• _PAGE TEXT_
** start **

The Crescent Star Party () is a  political party in Indonesia.

History
The party's origins go back to the banning of the Islamic Masyumi Party by Sukarno in 1960. After the ban, supporters and followers of the party established the Crescent Star Family (Keluarga Bulan Bintang) to continue to press for the implementation of Sharia law and Islamic teaching in Indonesia. Following the fall of Sukarno and the transition to the New Order in which Suharto came to power, members of the organization wanted to revive the Masyumi Party, but this was not allowed by the new regime. In the 1970s, in a meeting in Malang, a new party called Parmusi (Partai Muslimin Indonesia, Muslim Party of Indonesia) was formed. It came fourth in the 1971 legislative elections. In 1973, the party was forced to merge with other Islamic parties into the United Development Party. With the fall of Suharto in 1998, supporters of Masyumi decided to establish a new party. The original plan was to use Masyumi name again, but after consideration, they settled on the name "Crescent Star Party". The party's first leader was Yusril Ihza Mahendra, a lawyer and former speechwriter for President Suharto.

** end **

(Data records)

** start **

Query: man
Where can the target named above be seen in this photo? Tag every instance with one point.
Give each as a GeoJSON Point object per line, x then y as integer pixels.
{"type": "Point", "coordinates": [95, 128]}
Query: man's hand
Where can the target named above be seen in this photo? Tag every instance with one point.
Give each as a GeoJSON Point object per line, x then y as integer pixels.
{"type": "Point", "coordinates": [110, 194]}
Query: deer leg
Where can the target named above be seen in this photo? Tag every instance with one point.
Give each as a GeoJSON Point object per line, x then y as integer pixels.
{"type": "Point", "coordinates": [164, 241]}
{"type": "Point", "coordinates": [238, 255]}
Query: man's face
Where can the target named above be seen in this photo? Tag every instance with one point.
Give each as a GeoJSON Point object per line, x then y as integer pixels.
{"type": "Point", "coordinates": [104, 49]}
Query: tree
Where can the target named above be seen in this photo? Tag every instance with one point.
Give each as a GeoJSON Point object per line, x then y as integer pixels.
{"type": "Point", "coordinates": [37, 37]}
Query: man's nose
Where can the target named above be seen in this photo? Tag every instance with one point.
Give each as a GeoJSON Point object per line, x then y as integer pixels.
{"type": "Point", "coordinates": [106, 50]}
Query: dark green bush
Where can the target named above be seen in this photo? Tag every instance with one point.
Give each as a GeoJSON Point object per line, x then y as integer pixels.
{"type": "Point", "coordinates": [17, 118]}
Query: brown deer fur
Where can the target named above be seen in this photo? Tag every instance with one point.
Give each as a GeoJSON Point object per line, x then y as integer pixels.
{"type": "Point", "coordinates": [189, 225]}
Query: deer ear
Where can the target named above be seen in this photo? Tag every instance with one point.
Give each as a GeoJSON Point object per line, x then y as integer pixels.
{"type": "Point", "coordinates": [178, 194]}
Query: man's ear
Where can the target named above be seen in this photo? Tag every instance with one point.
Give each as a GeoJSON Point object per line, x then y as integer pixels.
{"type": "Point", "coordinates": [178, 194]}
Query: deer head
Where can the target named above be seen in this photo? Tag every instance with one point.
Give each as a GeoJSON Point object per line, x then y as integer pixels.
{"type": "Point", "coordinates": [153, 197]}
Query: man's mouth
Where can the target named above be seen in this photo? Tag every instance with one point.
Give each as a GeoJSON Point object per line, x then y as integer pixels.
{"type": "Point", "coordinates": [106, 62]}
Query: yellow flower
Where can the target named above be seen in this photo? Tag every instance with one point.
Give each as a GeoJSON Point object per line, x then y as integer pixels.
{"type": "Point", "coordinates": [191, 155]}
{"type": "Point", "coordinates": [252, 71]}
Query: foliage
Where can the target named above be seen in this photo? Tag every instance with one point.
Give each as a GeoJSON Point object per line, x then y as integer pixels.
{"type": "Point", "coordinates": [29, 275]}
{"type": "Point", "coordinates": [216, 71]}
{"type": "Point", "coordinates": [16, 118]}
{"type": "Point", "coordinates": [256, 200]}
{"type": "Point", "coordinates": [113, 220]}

** end **

• _WRITTEN TASK 1_
According to the Crescent Star Party text, why did Masyumi supporters set up the Crescent Star Family after 1960? Answer in one to three sentences.
• _WRITTEN TASK 2_
In the Crescent Star Party text, who was the party's first leader?
Work only from the text about the Crescent Star Party; the rows are not needed.

• _FINISHED ANSWER 1_
Sukarno had banned the Masyumi Party in 1960, so its supporters and followers set up the Crescent Star Family to keep pressing for Sharia law and Islamic teaching in Indonesia.

• _FINISHED ANSWER 2_
Yusril Ihza Mahendra, a lawyer and former speechwriter for President Suharto.